=== Begin Enclosure ===
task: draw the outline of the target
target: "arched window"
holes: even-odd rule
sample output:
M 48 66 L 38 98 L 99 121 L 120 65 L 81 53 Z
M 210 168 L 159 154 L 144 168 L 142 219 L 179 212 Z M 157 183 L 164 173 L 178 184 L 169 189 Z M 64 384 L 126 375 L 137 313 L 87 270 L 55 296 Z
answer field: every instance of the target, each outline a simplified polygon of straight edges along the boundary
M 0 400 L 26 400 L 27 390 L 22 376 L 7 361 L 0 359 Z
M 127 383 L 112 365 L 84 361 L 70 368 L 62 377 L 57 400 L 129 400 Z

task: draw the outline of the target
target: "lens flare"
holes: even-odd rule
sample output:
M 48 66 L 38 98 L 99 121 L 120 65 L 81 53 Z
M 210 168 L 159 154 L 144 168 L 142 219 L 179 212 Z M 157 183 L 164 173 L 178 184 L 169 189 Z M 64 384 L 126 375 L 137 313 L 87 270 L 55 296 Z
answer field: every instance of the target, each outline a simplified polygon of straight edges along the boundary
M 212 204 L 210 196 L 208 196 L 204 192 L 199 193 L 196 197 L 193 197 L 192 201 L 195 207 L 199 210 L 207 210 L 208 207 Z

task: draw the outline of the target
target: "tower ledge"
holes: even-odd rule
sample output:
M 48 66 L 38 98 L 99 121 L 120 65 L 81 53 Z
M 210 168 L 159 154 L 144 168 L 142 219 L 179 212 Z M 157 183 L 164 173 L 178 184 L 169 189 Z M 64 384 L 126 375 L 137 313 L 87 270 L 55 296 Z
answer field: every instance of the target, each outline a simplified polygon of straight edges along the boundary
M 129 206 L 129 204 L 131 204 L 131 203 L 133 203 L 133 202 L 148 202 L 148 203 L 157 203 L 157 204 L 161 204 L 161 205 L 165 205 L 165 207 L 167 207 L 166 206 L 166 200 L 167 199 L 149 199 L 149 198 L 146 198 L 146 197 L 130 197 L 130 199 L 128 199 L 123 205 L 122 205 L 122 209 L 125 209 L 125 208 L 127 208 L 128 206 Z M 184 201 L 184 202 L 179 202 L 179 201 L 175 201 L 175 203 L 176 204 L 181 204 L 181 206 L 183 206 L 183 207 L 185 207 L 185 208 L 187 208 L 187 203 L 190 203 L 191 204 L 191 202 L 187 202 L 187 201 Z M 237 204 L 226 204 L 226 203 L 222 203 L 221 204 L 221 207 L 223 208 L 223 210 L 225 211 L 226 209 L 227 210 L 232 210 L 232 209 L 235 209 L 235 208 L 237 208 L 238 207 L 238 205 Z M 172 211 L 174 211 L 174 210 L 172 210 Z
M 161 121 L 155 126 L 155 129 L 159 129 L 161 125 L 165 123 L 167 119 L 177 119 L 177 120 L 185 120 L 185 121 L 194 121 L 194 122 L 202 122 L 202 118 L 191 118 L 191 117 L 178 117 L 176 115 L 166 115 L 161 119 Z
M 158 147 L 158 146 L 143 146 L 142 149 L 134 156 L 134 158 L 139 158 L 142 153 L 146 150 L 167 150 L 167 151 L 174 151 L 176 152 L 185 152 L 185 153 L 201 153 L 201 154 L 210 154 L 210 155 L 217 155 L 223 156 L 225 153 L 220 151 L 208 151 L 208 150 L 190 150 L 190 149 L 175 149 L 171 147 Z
=== End Enclosure ===
- _Exercise details_
Transcribe the full set of records without altering a single character.

- _Solution below_
task: draw the outline of the target
target: "arched window"
holes: even-odd rule
sample output:
M 48 66 L 38 98 L 99 121 L 120 65 L 81 53 Z
M 210 168 L 159 154 L 144 168 L 142 219 L 179 212 Z M 157 183 L 164 173 L 178 184 L 169 189 Z M 64 384 L 126 375 L 137 313 L 87 270 L 55 296 Z
answer field: every instance of the target, each outline a simplified polygon of straight edges along the boundary
M 0 400 L 26 400 L 27 390 L 22 376 L 7 361 L 0 359 Z
M 127 383 L 112 365 L 84 361 L 70 368 L 62 377 L 57 400 L 129 400 Z

task: draw the outline of the target
target: "lens flare"
holes: even-odd rule
sample output:
M 48 66 L 38 98 L 99 121 L 120 65 L 81 53 Z
M 210 168 L 159 154 L 144 168 L 142 219 L 179 212 Z M 157 183 L 164 173 L 178 184 L 169 189 Z M 64 384 L 126 375 L 137 313 L 87 270 L 55 296 Z
answer field: every instance of the target, each outline a simplified polygon of straight edges along the boundary
M 212 204 L 210 196 L 208 196 L 204 192 L 199 193 L 196 197 L 193 197 L 192 201 L 195 207 L 199 210 L 207 210 L 208 207 Z

task: draw the outline of the target
target: "tower ledge"
holes: even-odd rule
sample output:
M 48 66 L 38 98 L 99 121 L 120 65 L 81 53 Z
M 210 168 L 159 154 L 144 168 L 142 219 L 179 212 Z M 157 183 L 164 173 L 178 184 L 169 189 Z M 64 384 L 126 375 L 137 313 L 87 270 L 55 296 Z
answer field: every instance of the target, each outline a simplified polygon of straight edges along the boundary
M 129 206 L 129 204 L 131 204 L 131 203 L 133 203 L 133 202 L 148 202 L 148 203 L 157 203 L 157 204 L 161 204 L 161 205 L 165 205 L 165 207 L 167 207 L 166 206 L 166 200 L 167 199 L 149 199 L 149 198 L 146 198 L 146 197 L 130 197 L 130 199 L 128 199 L 123 205 L 122 205 L 122 209 L 125 209 L 125 208 L 127 208 L 128 206 Z M 184 201 L 184 202 L 179 202 L 179 201 L 175 201 L 175 203 L 176 204 L 181 204 L 181 206 L 183 206 L 183 207 L 185 207 L 185 208 L 187 208 L 187 203 L 190 203 L 191 204 L 191 202 L 187 202 L 187 201 Z M 237 204 L 226 204 L 226 203 L 222 203 L 221 204 L 221 207 L 223 208 L 223 210 L 225 211 L 226 209 L 227 210 L 232 210 L 232 209 L 235 209 L 235 208 L 237 208 L 238 207 L 238 205 Z M 172 211 L 174 211 L 174 210 L 172 210 Z
M 161 121 L 155 126 L 155 129 L 159 129 L 161 125 L 165 123 L 167 119 L 177 119 L 177 120 L 185 120 L 185 121 L 194 121 L 194 122 L 202 122 L 202 118 L 191 118 L 191 117 L 178 117 L 176 115 L 166 115 L 161 119 Z
M 158 147 L 158 146 L 143 146 L 142 149 L 134 156 L 134 158 L 139 158 L 142 153 L 146 150 L 167 150 L 167 151 L 174 151 L 176 152 L 185 152 L 185 153 L 201 153 L 201 154 L 210 154 L 210 155 L 217 155 L 223 156 L 225 153 L 220 151 L 208 151 L 208 150 L 190 150 L 190 149 L 175 149 L 171 147 Z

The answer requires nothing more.